■ Source data ■
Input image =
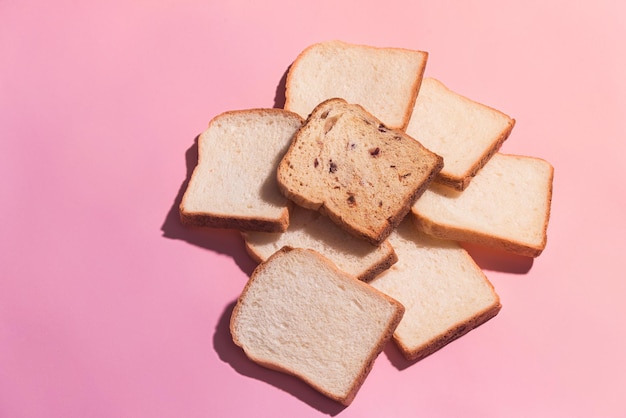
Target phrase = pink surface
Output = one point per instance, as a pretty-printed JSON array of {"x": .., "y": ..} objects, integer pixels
[{"x": 109, "y": 308}]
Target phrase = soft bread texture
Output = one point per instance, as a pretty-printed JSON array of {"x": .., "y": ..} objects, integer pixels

■ Exercise objective ■
Count how many lines of the listing above include the word "Target", then reply with that count and no other text.

■ Response to this task ■
2